**What this task involves**
Count the lines in the rows below that contain the string "blue". Reply with the number alone.

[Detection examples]
- - - - -
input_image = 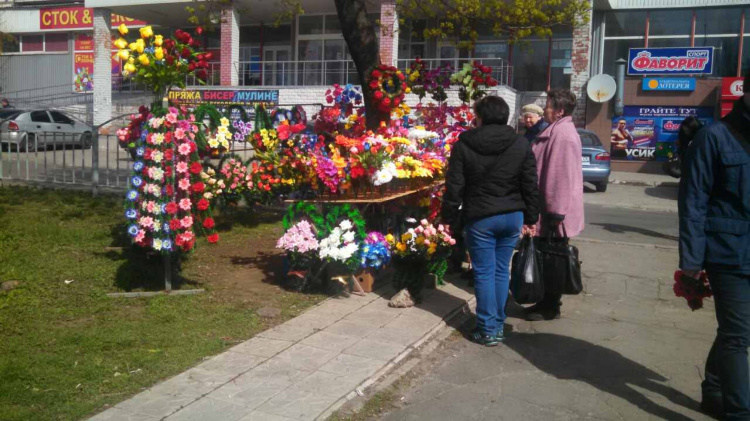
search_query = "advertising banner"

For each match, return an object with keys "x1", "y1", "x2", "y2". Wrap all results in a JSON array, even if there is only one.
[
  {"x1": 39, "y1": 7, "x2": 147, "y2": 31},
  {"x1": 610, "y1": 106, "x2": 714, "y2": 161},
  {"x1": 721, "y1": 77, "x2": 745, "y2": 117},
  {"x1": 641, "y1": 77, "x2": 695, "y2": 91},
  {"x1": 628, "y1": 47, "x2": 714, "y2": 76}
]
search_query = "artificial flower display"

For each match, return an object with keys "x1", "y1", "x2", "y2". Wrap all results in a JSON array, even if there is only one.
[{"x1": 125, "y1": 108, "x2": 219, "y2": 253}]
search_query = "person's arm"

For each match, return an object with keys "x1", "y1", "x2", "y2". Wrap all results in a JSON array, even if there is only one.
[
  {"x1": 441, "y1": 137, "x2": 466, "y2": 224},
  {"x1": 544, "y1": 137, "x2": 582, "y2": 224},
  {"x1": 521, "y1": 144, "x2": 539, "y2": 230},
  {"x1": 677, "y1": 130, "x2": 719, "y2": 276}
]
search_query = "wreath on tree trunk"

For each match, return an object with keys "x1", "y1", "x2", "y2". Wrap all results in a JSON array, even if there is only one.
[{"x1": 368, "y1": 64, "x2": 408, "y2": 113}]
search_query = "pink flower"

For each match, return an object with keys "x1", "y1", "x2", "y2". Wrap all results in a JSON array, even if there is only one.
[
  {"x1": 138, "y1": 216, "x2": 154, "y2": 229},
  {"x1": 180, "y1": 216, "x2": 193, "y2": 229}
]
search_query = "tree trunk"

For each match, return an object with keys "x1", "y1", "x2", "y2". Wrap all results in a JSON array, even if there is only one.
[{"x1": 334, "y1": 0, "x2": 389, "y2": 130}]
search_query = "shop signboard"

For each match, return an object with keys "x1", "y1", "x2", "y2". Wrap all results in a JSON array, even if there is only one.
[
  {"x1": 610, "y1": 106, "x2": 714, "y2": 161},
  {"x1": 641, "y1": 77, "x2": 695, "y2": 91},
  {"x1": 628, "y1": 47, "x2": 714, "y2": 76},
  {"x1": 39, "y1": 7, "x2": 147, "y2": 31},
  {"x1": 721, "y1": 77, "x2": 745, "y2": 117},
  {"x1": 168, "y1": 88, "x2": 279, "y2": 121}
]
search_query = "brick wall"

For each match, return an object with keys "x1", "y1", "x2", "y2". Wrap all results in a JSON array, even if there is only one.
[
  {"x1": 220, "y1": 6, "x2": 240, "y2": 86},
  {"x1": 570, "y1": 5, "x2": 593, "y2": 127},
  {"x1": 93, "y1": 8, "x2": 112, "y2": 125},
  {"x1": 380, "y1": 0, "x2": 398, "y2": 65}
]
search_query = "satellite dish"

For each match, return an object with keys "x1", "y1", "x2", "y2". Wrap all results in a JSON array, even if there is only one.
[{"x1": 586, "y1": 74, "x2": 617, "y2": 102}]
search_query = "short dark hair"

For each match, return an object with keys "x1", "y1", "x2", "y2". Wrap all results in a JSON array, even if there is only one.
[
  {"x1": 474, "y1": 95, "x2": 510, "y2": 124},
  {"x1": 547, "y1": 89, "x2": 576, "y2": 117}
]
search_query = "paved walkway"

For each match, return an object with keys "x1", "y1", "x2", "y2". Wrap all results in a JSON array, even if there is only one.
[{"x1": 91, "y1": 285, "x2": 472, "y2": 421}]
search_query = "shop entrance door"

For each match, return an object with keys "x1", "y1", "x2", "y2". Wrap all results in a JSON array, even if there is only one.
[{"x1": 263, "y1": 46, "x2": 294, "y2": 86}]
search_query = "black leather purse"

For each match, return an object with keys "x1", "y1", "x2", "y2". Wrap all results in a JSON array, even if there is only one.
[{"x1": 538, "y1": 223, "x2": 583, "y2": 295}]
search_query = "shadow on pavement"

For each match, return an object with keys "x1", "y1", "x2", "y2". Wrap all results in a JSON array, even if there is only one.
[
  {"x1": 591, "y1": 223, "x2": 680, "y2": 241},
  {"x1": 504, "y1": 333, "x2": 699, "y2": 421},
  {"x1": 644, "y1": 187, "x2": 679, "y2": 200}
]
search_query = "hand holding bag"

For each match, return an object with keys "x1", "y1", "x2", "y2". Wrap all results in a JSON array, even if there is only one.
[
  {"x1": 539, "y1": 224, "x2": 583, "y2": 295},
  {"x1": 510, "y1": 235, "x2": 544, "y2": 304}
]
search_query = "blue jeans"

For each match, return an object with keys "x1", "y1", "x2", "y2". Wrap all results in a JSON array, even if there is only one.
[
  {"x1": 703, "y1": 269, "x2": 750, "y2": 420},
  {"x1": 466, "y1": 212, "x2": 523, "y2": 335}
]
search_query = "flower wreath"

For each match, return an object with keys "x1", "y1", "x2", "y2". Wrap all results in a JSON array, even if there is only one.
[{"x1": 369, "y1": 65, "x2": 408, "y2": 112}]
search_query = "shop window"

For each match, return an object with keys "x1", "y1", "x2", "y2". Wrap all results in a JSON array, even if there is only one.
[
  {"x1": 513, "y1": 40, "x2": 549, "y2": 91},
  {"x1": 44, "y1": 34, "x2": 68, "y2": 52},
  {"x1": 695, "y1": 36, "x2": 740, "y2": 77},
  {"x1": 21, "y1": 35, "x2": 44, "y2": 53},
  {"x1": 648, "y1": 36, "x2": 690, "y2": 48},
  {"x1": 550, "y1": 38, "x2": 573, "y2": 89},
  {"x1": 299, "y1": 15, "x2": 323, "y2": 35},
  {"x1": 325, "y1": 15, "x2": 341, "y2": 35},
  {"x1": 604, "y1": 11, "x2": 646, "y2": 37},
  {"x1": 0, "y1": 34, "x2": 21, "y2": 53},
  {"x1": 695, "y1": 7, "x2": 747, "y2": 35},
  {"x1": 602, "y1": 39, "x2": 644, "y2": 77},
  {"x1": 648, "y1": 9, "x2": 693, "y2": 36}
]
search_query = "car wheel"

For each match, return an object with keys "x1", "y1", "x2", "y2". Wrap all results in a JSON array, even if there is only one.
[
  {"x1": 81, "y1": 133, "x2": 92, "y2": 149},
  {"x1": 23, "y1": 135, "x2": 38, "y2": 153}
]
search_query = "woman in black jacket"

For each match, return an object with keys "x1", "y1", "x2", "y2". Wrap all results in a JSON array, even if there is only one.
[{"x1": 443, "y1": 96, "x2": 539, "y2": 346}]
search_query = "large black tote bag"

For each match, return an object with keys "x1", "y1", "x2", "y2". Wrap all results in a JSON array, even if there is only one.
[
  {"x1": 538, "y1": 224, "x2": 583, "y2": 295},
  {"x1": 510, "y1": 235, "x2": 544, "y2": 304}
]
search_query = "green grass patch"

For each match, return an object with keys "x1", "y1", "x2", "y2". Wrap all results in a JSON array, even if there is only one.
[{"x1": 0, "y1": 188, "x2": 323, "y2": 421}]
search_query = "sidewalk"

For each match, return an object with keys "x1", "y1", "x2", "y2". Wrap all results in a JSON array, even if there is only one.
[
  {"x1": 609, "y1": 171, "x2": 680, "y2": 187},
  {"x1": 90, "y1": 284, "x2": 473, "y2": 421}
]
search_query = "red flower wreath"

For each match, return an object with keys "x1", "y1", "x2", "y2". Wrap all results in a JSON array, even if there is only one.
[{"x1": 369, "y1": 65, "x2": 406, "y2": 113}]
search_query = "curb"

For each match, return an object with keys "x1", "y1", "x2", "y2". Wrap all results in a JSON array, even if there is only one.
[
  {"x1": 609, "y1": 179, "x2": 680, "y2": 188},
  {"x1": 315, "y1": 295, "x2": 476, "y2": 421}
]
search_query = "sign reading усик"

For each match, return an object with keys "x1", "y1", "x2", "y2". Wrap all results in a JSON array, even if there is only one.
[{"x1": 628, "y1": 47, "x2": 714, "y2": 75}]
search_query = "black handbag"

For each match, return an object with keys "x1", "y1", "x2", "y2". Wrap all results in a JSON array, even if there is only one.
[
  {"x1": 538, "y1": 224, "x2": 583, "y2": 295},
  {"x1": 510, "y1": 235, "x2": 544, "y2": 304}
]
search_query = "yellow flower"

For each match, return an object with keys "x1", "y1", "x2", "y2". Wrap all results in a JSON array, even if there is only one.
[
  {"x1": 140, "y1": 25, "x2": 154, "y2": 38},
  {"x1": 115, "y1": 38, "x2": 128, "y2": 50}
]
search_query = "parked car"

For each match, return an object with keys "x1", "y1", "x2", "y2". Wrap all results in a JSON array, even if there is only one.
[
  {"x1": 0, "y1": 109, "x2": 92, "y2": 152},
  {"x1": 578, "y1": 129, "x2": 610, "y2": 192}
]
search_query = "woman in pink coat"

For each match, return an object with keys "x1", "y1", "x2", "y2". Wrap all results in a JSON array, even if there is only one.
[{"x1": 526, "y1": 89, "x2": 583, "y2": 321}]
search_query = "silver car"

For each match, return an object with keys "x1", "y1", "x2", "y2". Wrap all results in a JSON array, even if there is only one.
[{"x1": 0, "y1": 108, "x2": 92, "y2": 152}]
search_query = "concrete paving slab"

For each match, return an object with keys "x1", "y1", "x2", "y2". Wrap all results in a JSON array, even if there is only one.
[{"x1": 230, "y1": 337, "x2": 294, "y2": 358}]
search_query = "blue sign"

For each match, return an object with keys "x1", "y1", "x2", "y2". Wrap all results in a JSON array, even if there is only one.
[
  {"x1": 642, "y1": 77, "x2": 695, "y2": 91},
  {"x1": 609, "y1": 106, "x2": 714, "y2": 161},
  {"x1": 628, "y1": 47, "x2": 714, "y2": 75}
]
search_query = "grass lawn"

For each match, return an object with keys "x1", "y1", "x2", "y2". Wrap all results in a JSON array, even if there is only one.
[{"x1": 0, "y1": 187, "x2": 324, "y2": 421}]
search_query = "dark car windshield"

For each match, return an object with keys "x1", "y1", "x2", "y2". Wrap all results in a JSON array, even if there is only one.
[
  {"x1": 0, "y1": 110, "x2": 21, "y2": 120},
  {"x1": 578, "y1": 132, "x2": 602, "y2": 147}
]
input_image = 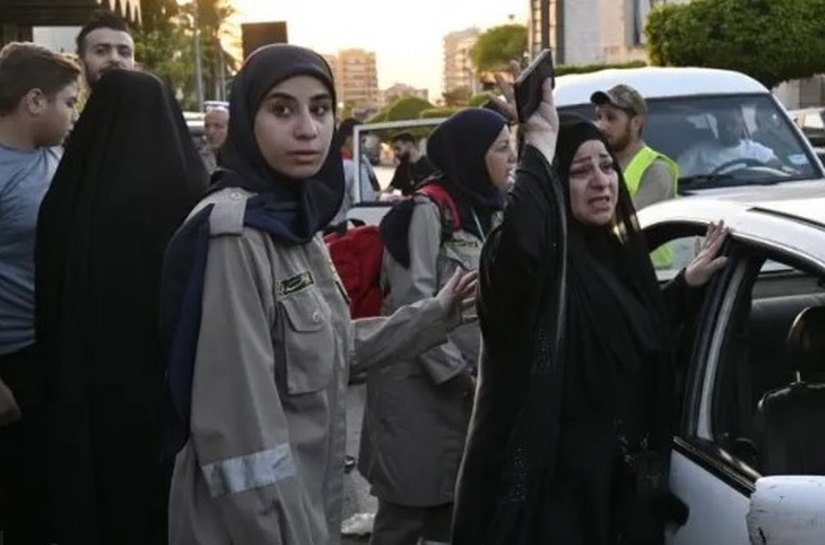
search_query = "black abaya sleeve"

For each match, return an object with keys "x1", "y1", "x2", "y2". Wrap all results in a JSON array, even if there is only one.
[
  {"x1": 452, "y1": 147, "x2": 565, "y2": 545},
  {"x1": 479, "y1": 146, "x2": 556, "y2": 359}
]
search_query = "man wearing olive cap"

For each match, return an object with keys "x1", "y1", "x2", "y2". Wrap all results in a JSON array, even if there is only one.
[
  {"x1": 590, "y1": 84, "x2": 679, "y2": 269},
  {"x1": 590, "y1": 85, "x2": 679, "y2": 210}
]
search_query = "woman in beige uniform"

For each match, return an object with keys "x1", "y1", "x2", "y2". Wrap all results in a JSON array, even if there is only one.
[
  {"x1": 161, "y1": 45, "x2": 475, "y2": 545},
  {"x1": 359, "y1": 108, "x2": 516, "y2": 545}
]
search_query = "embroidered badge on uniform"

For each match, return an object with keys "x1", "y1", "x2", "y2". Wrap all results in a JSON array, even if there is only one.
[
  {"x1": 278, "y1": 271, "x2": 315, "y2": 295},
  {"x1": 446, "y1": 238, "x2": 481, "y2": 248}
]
- - - - -
**Answer for the task**
2